The records:
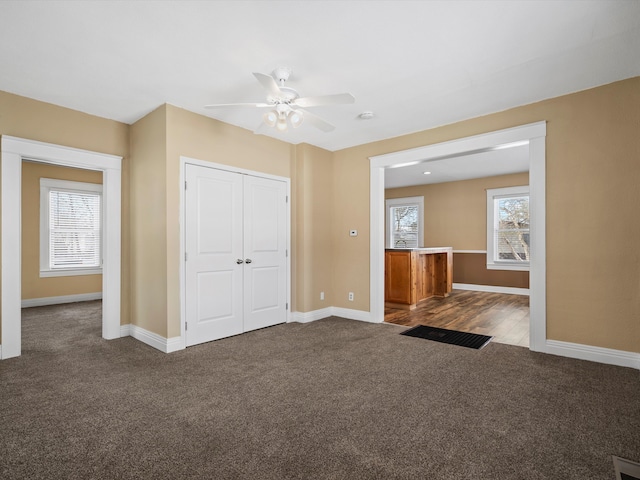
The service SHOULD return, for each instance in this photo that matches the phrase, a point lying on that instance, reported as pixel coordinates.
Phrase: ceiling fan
(285, 106)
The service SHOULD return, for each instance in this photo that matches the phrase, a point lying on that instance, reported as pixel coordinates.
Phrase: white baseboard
(352, 314)
(304, 317)
(594, 354)
(80, 297)
(491, 289)
(166, 345)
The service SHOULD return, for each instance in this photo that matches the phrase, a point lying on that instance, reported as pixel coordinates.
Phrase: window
(508, 228)
(70, 228)
(405, 218)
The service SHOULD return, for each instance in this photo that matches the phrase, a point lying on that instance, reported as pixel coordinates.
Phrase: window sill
(70, 272)
(508, 266)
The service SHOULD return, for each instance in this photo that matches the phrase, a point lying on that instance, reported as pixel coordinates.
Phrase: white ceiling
(415, 64)
(501, 161)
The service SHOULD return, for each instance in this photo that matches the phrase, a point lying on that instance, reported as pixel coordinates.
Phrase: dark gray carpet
(332, 399)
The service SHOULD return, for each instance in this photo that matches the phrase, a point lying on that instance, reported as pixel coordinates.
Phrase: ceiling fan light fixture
(281, 124)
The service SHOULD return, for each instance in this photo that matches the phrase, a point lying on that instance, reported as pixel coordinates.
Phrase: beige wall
(30, 119)
(593, 146)
(314, 193)
(592, 149)
(148, 222)
(32, 285)
(157, 143)
(455, 213)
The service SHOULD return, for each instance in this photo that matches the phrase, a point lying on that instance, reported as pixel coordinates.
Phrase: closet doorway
(236, 253)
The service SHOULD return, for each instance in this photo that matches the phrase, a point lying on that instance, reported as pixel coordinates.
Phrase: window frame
(405, 201)
(47, 185)
(494, 194)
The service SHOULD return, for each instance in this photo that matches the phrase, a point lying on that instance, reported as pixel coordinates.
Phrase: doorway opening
(532, 135)
(14, 151)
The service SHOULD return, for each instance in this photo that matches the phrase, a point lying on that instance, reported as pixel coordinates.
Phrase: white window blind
(405, 222)
(404, 233)
(508, 236)
(71, 228)
(74, 229)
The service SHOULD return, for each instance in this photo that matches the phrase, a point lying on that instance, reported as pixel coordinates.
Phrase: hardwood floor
(505, 317)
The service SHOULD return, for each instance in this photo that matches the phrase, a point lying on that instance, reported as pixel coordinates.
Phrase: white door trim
(534, 135)
(14, 151)
(203, 163)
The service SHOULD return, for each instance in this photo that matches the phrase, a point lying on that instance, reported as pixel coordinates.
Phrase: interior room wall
(314, 193)
(32, 285)
(592, 173)
(34, 120)
(455, 215)
(148, 227)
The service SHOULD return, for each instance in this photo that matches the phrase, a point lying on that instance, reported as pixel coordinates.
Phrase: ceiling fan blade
(269, 83)
(316, 121)
(337, 99)
(224, 105)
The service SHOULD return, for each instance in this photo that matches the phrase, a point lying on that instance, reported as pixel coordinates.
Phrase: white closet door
(265, 243)
(214, 232)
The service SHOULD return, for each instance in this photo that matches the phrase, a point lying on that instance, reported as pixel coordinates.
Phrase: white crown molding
(42, 301)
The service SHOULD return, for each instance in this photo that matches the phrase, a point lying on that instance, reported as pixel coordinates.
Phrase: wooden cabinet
(413, 275)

Stated task: Transcribe the records verbatim and omit the images.

Finished task:
The service SHOULD return, for each instance in this photo that matches the phrase, a point lying on that instance, reported as pixel coordinates.
Phrase: ceiling fan
(285, 106)
The service SHOULD return, for each instance in this photo that matches the phrase, a point lying on that instance, reported as pixel coordinates.
Phrase: white baseboard
(352, 314)
(304, 317)
(594, 354)
(80, 297)
(491, 289)
(166, 345)
The service SHOULD return, for each instance in this photo that matches the phrase, a point lying on that instance, reported as pixel coordinates.
Phrase: window
(508, 228)
(70, 228)
(405, 218)
The service SHOULD return, for each instance in this photo that matches the phrase, a point lying on that instance, reported as pixel coordinates.
Phrase: window sill
(70, 272)
(508, 266)
The service SHOULD return, for each instance in this photo that matches the phrase, a point lying on that instance, reported as pixel coordinates.
Phrase: white ceiling
(415, 64)
(501, 161)
The service SHOULD return, for each instance in this photo that matches the phrase, a point lying on that instance, reported as pixel coordinates.
Phrase: dark gray carpet
(332, 399)
The service SHOULD return, for each instance in this photo that matches the phrase, a point lying on that instance, reported as pixel coordinates.
Phrase: ceiling fan light fixture
(281, 124)
The service SHOULD return, for each instance in this photo that matches the phrase, a point lying on that instance, reported as pixel coordinates.
Phrase: beige wall
(30, 119)
(593, 146)
(314, 193)
(592, 149)
(148, 222)
(32, 285)
(157, 143)
(455, 213)
The service SHOULD return, for each instance in this photo that matches the phrase, a point lying on that instance, reported as pixel coordinates.
Phrase: closet doorway
(236, 253)
The service SHOULD return, for each instance in this photo that matches the phrase, a point lying on that instance, reported as pixel coordinates.
Phrase: window frame
(405, 201)
(47, 185)
(494, 194)
The service SHOULD return, for each instance in this photo that matches the phrase, a point lying on that instance, reported as pixel coordinates.
Phrase: doorway opening
(532, 135)
(14, 151)
The service SHOULD return, for each instance in this photo that matches the phrase, a point lying on that instance, reported as pixel coordinates.
Phrase: white window blind
(405, 222)
(404, 233)
(508, 236)
(71, 228)
(74, 229)
The service SHOULD return, for each instance in this photo that matches the phrase, a point lying on that instance, reported as pixel coordinates.
Phrase: hardwood floor
(505, 317)
The service SHOULD return, for each instance in this photo that matches the phrase, a point lying on that instance, reported as pixel coordinates.
Phrase: white door trim
(534, 135)
(14, 151)
(203, 163)
The service SHOULD return, for each instance in this photo that matches the phrase, a point lying on that instance, reported as pixel coordinates.
Phrase: interior room wall
(314, 193)
(32, 285)
(592, 173)
(34, 120)
(455, 215)
(148, 227)
The service SHOULD return, for each instance in this photo that matches the phrase, a point lying on that instance, reported as pixel coordinates.
Phrase: ceiling fan blade
(269, 83)
(316, 121)
(337, 99)
(224, 105)
The service SHOULD return, for each instance in this photo that matches the phrase, a point lying on that instance, reported as pixel coordinates.
Phrase: white closet door
(265, 243)
(214, 232)
The service SHOULD return, for each instance in this photo that matches the phrase, a point lying on that instance, reported as pixel coordinates.
Phrase: white crown molding
(42, 301)
The service SHOULD return, for each instance in this photo that matches the phrase, a point lying on that instance, reported as pixel coordinates.
Phrase: wooden cabinet
(413, 275)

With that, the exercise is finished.